PROMPT:
Each line from the one that contains "Please indicate the woman's hand" to the end of the material must be quoted exactly; include both end lines and nothing else.

(Dataset excerpt)
start
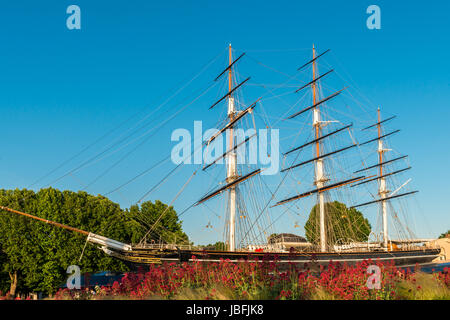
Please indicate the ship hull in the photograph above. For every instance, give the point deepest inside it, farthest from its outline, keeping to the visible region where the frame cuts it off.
(404, 258)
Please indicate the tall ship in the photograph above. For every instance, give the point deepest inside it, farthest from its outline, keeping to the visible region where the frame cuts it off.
(328, 163)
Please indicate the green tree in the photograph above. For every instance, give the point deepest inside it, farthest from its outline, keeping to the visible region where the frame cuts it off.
(341, 223)
(444, 235)
(219, 246)
(34, 255)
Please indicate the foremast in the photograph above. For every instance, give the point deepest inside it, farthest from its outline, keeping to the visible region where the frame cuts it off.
(233, 178)
(231, 159)
(382, 189)
(319, 169)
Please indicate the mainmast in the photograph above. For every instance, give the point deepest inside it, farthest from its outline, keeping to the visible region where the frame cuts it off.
(319, 171)
(231, 159)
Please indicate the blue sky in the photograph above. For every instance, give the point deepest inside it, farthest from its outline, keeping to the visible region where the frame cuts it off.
(61, 89)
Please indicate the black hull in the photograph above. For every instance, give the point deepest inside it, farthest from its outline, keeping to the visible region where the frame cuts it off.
(404, 258)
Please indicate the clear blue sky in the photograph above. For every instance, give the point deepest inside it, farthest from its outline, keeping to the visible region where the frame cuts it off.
(61, 89)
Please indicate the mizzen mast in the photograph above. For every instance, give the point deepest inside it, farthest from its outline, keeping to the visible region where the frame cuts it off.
(383, 192)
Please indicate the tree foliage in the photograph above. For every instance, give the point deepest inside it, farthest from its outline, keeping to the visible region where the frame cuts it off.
(341, 223)
(39, 253)
(445, 235)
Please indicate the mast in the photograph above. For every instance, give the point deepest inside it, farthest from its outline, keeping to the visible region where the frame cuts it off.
(319, 170)
(231, 157)
(382, 190)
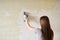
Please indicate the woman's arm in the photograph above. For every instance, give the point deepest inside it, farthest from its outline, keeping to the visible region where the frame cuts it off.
(29, 26)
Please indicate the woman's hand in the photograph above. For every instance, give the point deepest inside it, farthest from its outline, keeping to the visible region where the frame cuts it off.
(28, 25)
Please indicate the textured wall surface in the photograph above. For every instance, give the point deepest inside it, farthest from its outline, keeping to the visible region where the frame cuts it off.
(12, 26)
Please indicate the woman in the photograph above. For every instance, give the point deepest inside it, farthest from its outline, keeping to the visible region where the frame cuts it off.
(43, 33)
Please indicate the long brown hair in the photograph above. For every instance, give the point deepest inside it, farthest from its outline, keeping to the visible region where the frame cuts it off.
(47, 32)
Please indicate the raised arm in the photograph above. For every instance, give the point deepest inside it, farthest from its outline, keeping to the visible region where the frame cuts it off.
(29, 26)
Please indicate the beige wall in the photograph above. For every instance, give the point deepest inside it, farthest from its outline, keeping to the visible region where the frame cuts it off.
(10, 11)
end
RESULT BELOW:
Please indicate the woman's hand in the photograph above. For every instance, give the point deepest inside it, farthest from its outline, keeping to the visible region where the frame cuts it off.
(28, 25)
Please indicate the textured wall surface in the photograph above. For every instance, give the point deepest inside it, farthest from its outline, keeping to the visible region where the frame cuts it off.
(12, 26)
Please indicate the woman in the photograph above. For every instance, give the point deepest inside it, farthest from its outline, keeping to the visible region where the frame cuts it off.
(43, 33)
Please indicate the long brown hair in the photograph above. For every instance, give the point deepest inside it, farthest from its outline, keeping to the visible region where the frame cuts it off.
(47, 32)
Please indicate the raised arm in the photograph above. For every instance, give the point deepest inside it, farthest from its outline, keeping to the visible region where the frame cuts it off.
(29, 26)
Please indicate the beige wall in the photograph above. For every instance, give the point deepest inside it, farthest from its outline, keeping to the visible region where the frame cuts it off.
(10, 11)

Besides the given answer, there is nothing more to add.